#### SET TASK
Copy the lines below word for word, beginning with the line that contains "Prove it. The street" and ending after the line that contains "[270, 143, 330, 197]". Include both of those lines and nothing else.

#### RECORDS FOR THE TASK
☆ ☆ ☆ ☆ ☆
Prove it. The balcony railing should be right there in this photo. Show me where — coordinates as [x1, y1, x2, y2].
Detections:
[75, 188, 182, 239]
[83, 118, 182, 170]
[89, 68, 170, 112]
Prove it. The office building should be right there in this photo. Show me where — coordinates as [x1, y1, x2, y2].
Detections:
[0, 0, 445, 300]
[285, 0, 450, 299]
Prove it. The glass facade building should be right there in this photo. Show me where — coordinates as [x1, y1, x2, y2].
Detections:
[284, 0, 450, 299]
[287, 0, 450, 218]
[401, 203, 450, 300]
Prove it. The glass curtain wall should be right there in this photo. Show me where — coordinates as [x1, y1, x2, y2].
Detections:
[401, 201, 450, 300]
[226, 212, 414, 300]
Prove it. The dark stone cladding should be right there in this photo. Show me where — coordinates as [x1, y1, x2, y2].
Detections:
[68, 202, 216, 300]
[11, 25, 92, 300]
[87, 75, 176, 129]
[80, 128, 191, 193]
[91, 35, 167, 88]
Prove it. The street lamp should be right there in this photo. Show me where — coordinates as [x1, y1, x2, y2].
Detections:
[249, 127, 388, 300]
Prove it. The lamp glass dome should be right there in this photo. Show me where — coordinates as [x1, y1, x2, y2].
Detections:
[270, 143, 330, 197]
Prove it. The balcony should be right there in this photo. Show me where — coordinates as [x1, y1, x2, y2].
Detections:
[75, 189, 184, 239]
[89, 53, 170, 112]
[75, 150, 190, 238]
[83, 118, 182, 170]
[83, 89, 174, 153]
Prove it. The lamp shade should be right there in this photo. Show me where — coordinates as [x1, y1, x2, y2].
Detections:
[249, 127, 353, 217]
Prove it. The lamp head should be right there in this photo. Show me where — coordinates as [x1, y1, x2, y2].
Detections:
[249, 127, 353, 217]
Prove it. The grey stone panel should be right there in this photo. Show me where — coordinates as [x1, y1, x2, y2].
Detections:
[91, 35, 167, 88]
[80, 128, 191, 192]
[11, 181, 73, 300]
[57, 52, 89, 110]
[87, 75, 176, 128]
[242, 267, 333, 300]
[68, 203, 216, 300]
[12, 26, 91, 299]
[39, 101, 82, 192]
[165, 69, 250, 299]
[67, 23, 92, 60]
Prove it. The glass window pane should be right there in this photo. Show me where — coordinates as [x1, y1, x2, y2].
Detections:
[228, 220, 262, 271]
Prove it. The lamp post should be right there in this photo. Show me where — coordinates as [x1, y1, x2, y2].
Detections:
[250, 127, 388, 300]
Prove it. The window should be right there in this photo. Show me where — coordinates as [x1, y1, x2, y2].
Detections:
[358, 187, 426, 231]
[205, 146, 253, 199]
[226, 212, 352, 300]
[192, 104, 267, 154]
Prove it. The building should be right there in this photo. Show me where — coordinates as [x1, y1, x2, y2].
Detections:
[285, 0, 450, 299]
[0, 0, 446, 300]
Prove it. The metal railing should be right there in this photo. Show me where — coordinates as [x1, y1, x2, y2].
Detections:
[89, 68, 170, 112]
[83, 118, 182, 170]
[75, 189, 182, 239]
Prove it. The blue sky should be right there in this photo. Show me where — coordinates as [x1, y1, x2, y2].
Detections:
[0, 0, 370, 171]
☆ ☆ ☆ ☆ ☆
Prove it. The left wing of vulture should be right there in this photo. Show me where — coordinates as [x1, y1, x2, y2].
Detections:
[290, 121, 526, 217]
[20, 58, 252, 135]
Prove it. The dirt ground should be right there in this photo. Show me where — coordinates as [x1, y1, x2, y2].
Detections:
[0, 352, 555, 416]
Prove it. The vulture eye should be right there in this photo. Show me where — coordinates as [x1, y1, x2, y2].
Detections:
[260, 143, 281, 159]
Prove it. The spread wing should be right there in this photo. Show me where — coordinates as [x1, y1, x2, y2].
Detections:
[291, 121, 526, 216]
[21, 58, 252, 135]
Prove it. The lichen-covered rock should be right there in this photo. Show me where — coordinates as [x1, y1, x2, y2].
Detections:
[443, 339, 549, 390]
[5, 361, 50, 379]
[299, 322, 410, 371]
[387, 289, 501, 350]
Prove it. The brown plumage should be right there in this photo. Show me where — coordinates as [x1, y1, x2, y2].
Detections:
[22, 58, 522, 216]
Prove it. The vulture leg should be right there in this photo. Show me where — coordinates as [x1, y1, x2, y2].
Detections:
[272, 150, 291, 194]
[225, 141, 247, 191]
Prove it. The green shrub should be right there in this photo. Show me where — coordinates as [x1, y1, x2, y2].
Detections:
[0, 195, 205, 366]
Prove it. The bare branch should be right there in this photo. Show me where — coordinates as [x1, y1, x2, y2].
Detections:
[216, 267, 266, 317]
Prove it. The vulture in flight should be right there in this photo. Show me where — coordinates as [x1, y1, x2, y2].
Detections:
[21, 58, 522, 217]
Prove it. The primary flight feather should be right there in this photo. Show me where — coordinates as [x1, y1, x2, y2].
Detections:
☆ ☆ ☆ ☆ ☆
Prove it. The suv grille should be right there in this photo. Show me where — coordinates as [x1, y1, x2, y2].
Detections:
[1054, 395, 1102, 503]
☆ ☆ ☆ ☆ ☆
#### TASK SOLUTION
Prove it. The street lamp should be right there in this photo. Show me where — coordinates as [x1, y1, x2, y2].
Detections:
[249, 127, 388, 300]
Prove it. The lamp glass dome should be right there in this photo. Show me where — coordinates as [x1, y1, x2, y2].
Detections:
[270, 143, 330, 197]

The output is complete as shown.